Single by Earth, Wind & Fire

from the album Touch the World
- B-side: "Money Tight"
- Released: January 1988
- Recorded: 1987
- Genre: R&B; dance-pop;
- Length: 3:54 (single version) 4:41 (album version)
- Label: Columbia
- Songwriters: Wayne Vaughn; Wanda Vaughn; Maurice White;
- Producer: Maurice White

Earth, Wind & Fire singles chronology
| "You and I" (1987) | "Thinking of You" (1988) | "Evil Roy" (1988) |

Music video
- "Thinking of You" on YouTube

= Thinking of You (Earth, Wind & Fire song) =

"Thinking of You" is a song by American band Earth, Wind & Fire, released in January 1988 on Columbia Records as the third single from their fourteenth studio album, Touch the World (1987). It reached number one on the US Billboard Hot Dance Music/Club Play chart and number three on the Billboard Hot Soul Singles chart.

==Overview==
"Thinking of You" was produced and arranged by Maurice White. White also composed the song alongside Wayne Vaughn and Wanda Vaughn of the Emotions. Thinking of You came off EWF's 1987 album Touch The World.

"Thinking of You" spent two weeks atop the Billboard Hot Dance/Club Play chart in 1988.

During January 1988 a four minute long music video was issued by Columbia. The video was directed by David Hogan.
______
> Written task 1:
Please extract the passage of the "Thinking of You" article from "from the album" up to and including "4:41 (album version)", copying it word for word.
> Written task 2:
Render this sentence from the "Thinking of You" article in French: "During January 1988 a four minute long music video was issued by Columbia."
______
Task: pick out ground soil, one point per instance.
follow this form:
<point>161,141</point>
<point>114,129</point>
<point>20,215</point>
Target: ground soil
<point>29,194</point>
______
> Finished answer 1:
from the album Touch the World
- B-side: "Money Tight"
- Released: January 1988
- Recorded: 1987
- Genre: R&B; dance-pop;
- Length: 3:54 (single version) 4:41 (album version)

> Finished answer 2:
En janvier 1988, Columbia a publié un clip vidéo de quatre minutes.